**Task prompt:**
Write out all the entries word for word, but skip any images.

(Data entries)
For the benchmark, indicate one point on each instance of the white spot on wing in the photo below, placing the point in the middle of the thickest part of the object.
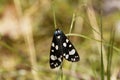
(56, 47)
(72, 52)
(58, 37)
(52, 50)
(67, 56)
(53, 57)
(59, 59)
(70, 45)
(64, 54)
(64, 44)
(67, 40)
(53, 45)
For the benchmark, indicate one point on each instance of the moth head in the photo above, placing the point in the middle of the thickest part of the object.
(58, 32)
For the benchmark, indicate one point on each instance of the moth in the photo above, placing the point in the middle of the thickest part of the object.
(61, 47)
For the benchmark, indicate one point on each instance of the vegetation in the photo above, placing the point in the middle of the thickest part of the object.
(26, 30)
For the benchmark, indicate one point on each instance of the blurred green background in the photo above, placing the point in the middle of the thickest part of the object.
(26, 31)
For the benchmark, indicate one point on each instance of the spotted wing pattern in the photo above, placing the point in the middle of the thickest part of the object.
(61, 47)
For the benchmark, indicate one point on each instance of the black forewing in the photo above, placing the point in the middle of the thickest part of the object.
(56, 52)
(69, 51)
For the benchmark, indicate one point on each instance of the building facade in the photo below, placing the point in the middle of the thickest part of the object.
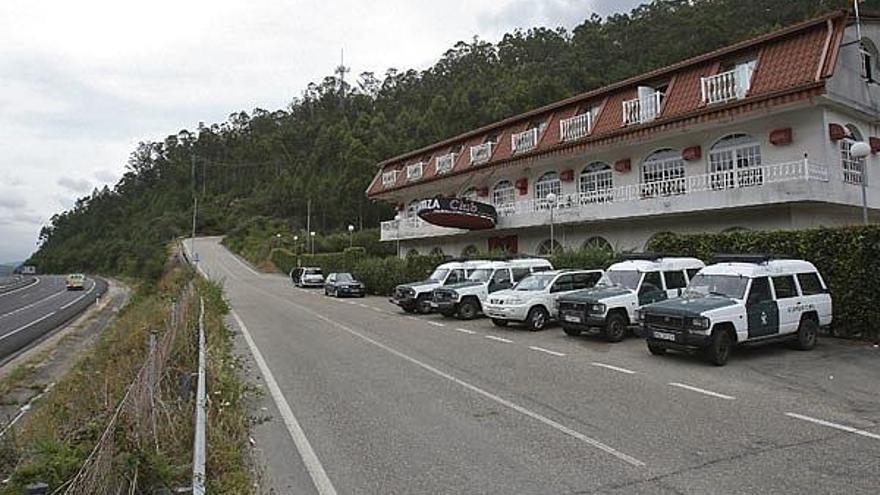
(756, 136)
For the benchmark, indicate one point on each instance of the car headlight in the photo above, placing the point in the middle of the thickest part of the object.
(699, 322)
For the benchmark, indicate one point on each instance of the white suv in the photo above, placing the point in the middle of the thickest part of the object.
(628, 285)
(533, 300)
(416, 296)
(741, 299)
(465, 300)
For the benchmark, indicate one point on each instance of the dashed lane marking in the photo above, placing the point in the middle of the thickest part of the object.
(848, 429)
(614, 368)
(546, 351)
(702, 391)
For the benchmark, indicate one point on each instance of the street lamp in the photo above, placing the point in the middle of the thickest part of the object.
(397, 223)
(551, 201)
(860, 150)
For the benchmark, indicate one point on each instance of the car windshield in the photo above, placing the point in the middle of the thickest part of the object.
(480, 275)
(733, 286)
(534, 282)
(628, 279)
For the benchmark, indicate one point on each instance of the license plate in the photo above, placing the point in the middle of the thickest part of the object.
(664, 336)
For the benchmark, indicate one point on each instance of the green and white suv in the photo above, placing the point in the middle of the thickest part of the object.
(741, 299)
(611, 306)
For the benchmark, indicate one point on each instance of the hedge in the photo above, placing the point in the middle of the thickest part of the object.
(847, 257)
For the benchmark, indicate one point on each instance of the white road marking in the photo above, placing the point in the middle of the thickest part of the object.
(24, 327)
(615, 368)
(848, 429)
(36, 281)
(36, 303)
(489, 395)
(702, 391)
(547, 351)
(307, 453)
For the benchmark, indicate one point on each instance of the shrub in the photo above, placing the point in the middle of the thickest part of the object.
(847, 258)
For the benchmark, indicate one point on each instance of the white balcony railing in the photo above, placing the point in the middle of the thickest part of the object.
(524, 141)
(445, 163)
(715, 181)
(481, 153)
(641, 110)
(576, 127)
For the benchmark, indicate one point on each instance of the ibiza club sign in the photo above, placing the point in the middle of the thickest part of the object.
(458, 213)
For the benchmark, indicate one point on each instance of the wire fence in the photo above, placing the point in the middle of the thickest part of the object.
(133, 423)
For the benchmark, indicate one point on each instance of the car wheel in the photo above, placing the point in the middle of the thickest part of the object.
(615, 327)
(423, 305)
(720, 348)
(656, 349)
(807, 334)
(537, 319)
(467, 310)
(572, 331)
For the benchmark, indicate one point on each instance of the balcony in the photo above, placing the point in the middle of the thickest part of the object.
(727, 86)
(753, 186)
(445, 163)
(643, 109)
(481, 153)
(576, 127)
(524, 141)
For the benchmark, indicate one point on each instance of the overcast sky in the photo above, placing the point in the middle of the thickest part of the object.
(84, 81)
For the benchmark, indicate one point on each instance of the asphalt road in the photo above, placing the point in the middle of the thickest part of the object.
(366, 399)
(37, 305)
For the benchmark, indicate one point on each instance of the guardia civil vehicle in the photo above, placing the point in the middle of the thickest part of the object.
(465, 299)
(610, 307)
(416, 296)
(741, 299)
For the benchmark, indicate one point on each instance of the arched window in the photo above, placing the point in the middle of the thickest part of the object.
(853, 167)
(546, 184)
(470, 251)
(597, 243)
(868, 57)
(735, 161)
(503, 195)
(469, 193)
(663, 174)
(547, 248)
(595, 183)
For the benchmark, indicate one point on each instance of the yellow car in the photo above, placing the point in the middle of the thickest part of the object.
(76, 281)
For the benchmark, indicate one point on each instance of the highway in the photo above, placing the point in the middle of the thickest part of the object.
(34, 306)
(365, 399)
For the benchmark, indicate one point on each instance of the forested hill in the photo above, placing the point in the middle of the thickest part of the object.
(325, 145)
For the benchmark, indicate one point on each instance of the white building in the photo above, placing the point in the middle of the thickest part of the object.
(756, 135)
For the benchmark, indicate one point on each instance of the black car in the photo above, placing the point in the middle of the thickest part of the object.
(343, 284)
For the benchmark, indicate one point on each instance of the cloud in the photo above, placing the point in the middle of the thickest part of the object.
(80, 186)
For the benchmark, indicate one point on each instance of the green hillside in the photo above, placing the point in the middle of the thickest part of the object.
(325, 144)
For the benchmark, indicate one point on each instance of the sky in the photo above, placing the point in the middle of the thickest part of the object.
(81, 83)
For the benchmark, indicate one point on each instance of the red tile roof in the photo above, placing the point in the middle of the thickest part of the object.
(791, 63)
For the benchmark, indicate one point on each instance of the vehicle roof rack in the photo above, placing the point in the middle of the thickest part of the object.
(742, 258)
(643, 256)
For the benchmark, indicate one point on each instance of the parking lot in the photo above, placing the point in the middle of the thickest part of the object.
(390, 402)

**Exercise response:**
For the benchmark, indicate one point on each instance of the white spot on wing in the photo below, placing the point in the middle of the thickest part of the object.
(56, 47)
(72, 52)
(58, 37)
(52, 50)
(67, 56)
(53, 57)
(59, 59)
(70, 45)
(64, 54)
(64, 44)
(67, 40)
(53, 45)
For the benchmark, indicate one point on each instance of the moth head in the photo above, placing the point in the middle of the thickest part of the object.
(58, 32)
For the benchmark, indicate one point on each instance of the moth in the photo above, placing the point in the middle of the thickest part of the object.
(61, 47)
For the benchmark, indicate one point on each instance of the vegetation in the photo above, placing the point in the middle of the thickest part of the object.
(26, 30)
For the benchmark, indicate one point on each instance of the blurred green background in the photo above, placing the point in the middle of the thickest part of the object.
(26, 31)
For the benchmark, indicate one point on each instance of the spotted wing pattern in the photo above, placing the point in the middle of the thickest part of the object.
(61, 47)
For the benchmark, indicate one point on each instance of the black forewing in the photo above, placing the point in the middle of the thickest part of the object.
(56, 52)
(69, 51)
For the benchmark, indicate one point on each instance of the building facade in the photo below, placing the point in the middle of the thickest part of the object.
(756, 136)
For the benchmark, indicate one point on each instance of the car headlight in the photo above, placing the point in the middle of the thickest part of the object.
(699, 322)
For the benchmark, indicate one point on each instance of the white suv in the photo above, placing the point in the middle of the thickest part of the object.
(628, 285)
(533, 300)
(416, 296)
(741, 299)
(465, 300)
For the benchmark, indicate one point on each instance of the dashed lane marking in the photo above, placing the point in the middle of the thickest part of the object.
(848, 429)
(614, 368)
(546, 351)
(702, 391)
For the benchmark, indicate one point on each instance of the street lamp in the photo above, placing the point in the middle of the thickest part of the object.
(397, 223)
(551, 201)
(860, 150)
For the benchmark, indicate one point on each instance of the car windshield in the photo above, placing the point in the middle of the thickest part of the object.
(480, 275)
(733, 286)
(534, 282)
(628, 279)
For the benchmark, indicate one point on each instance of the license plate in the photo above, placing the point in the middle of the thickest part of the object.
(664, 336)
For the benchmark, indicate one point on each instance of the green and white suv in the photo above, placing the point in the middle of the thickest part of the object.
(741, 299)
(611, 306)
For the benchmark, indicate one point on each instance of the hedge in the photo above, placing the point in the middle of the thickest part of the object.
(847, 257)
For the benchmark, indicate one point on each instance of the white road marking in the photo above, placing the point in the middle of the thickest part of the object.
(24, 327)
(615, 368)
(848, 429)
(36, 281)
(36, 303)
(489, 395)
(702, 391)
(547, 351)
(307, 453)
For the benchmark, indicate one point on each instance of the shrub in the photo above, placing the point in the middle of the thickest part of the object.
(847, 258)
For the benchmark, indicate one point on each instance of the white balcony railing in the photo above, placing the point in the middle of the thickest part of the object.
(524, 141)
(445, 163)
(715, 181)
(481, 153)
(641, 110)
(576, 127)
For the benchmark, indicate one point on each instance of the ibiza club sign in the photo above, placing the point in the middle of the thickest part of the object.
(458, 213)
For the benchmark, indicate one point on each instance of the wire fence in the photo above, placing the point in the middle of the thickest part of the object.
(133, 423)
For the benchmark, indicate one point on each instance of the car wheel in the photo above, placing the point in the middle of the thickest part of the object.
(615, 327)
(423, 305)
(720, 348)
(656, 349)
(807, 334)
(537, 319)
(467, 310)
(572, 331)
For the benchmark, indicate one point on each instance of the balcony in the photo above, placing the point in the middle of the thickest part of the object.
(727, 86)
(753, 186)
(445, 163)
(643, 109)
(481, 153)
(576, 127)
(524, 141)
For the benchmark, indicate one point on each instance of the overcast sky in the photo above, placing the point in the middle of the thickest part of the object.
(84, 81)
For the benchmark, indicate one point on each instance of the asphalt road in the photo above, placing the point in the middle of the thickest part of the object.
(366, 399)
(37, 305)
For the benchmark, indicate one point on each instance of the guardia civil vehicle in the photo above, placing the point in the middle of the thickest part of the object.
(465, 299)
(610, 307)
(416, 296)
(741, 299)
For the benchmark, indicate one point on each instance of the arched window in the photo above, placing the point in the middle of the thickest part of the object.
(853, 167)
(546, 184)
(470, 251)
(597, 243)
(868, 57)
(735, 161)
(503, 195)
(469, 193)
(663, 174)
(547, 248)
(595, 183)
For the benchmark, indicate one point on each instance of the yellow car in the photo above, placing the point in the middle of the thickest part of the object.
(76, 281)
For the benchmark, indicate one point on each instance of the highway in the photo above, placing the point in the middle of the thickest part of the object.
(34, 306)
(365, 399)
For the benchmark, indicate one point on each instance of the forested hill in the photo above, placing the point in the middle of the thickest part of the object.
(325, 145)
For the benchmark, indicate one point on each instance of the white building in the photo above, placing the point in the middle of the thickest part of the object.
(756, 135)
For the benchmark, indicate one point on each instance of the black car in the photo above, placing the point in the middle of the thickest part of the object.
(343, 284)
For the benchmark, indicate one point on each instance of the cloud in the photo above, placing the point in the middle of the thickest part of the object.
(80, 186)
For the benchmark, indicate one point on each instance of the green hillside in the photo above, placing the point in the middle of the thickest part of the object.
(325, 144)
For the benchmark, indicate one point on each instance of the sky in the photo above, placing the point in the middle of the thickest part of the object.
(81, 83)
For the benchmark, indicate one point on each instance of the red tile roof in the photo above, placing the point in the middle of the thickest part of the object.
(791, 63)
For the benchmark, indicate one point on each instance of the vehicle roof rack in the photo above, placing the point in the middle of the thickest part of the object.
(742, 258)
(643, 256)
For the benchmark, indicate one point on each instance of the parking lot in the photo above, placing the point in the middle of the thickest part of the object.
(390, 402)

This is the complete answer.